*** Gezeigter Text
Es ist Montag Morgen um acht Uhr. Ihr trefft euch alle zum Produktstrategie-Meeting: dein Team, die Geschäftsleitung und du. Sind das wirklich alle? Nicht ganz! Jemand wichtiges fehlt im Raum – deine Kundschaft. Warum ihre Stimme wichtig ist und wie du sie verstehen lernst, erfährst du mit UX Research!
Wir wissen es eigentlich alle: Geschäftserfolg gibt’s nur dann, wenn wir die Bedürfnisse unserer Kund*innen genau kennen. Wenn wir ihren Alltag mit unseren Dienstleistungen und Produkten wirklich erleichtern. Aber wie kommen wir zu diesen so wichtigen Erkenntnissen? Wie können wir unsere Ideen einem Realitäts-Check unterziehen, und uns auf eine Lösung konzentrieren, die wirksam ist, bevor wir Budget und Ressourcen investieren und mit der grossen Kelle anrühren?
******
*** Gegebene Angaben
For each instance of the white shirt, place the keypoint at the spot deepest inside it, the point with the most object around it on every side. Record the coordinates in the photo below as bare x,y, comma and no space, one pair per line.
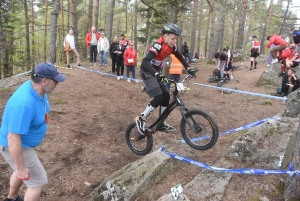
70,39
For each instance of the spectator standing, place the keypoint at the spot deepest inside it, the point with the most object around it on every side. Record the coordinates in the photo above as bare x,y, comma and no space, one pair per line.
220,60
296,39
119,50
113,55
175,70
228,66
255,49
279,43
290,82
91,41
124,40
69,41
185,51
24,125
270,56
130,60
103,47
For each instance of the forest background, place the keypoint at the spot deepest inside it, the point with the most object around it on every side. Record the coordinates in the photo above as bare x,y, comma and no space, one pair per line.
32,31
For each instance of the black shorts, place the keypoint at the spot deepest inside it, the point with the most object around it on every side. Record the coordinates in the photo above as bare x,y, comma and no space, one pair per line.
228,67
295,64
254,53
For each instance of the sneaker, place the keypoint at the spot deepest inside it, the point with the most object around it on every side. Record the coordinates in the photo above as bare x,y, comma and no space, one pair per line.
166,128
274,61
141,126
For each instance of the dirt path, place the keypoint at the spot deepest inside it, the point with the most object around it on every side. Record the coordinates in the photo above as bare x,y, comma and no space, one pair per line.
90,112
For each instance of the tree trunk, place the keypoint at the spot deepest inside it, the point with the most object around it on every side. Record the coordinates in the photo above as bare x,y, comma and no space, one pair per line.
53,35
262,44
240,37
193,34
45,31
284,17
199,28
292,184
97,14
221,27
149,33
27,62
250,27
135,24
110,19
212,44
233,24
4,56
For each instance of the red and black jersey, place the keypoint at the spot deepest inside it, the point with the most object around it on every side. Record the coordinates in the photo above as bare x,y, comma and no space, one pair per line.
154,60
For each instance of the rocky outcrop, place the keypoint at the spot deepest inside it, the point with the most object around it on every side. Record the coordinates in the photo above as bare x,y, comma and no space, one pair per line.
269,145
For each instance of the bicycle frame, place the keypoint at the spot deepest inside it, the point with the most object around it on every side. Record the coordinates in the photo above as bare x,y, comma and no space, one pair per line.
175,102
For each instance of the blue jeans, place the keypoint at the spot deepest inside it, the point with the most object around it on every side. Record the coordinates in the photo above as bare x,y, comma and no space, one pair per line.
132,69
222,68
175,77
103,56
******
*** Gegebene Angaben
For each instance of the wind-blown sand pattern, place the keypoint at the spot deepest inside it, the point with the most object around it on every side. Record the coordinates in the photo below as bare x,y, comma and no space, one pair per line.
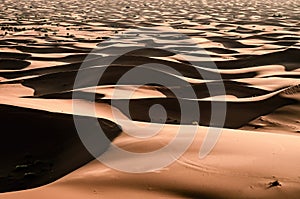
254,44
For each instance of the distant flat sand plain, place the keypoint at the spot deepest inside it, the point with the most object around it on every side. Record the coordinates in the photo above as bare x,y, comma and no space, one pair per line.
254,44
******
*Aufgabendetails*
Wer trifft sich laut dem gezeigten Text am Montagmorgen zum Produktstrategie-Meeting? Nenne alle Beteiligten.

*Ergebnis*
Dein Team, die Geschäftsleitung und du.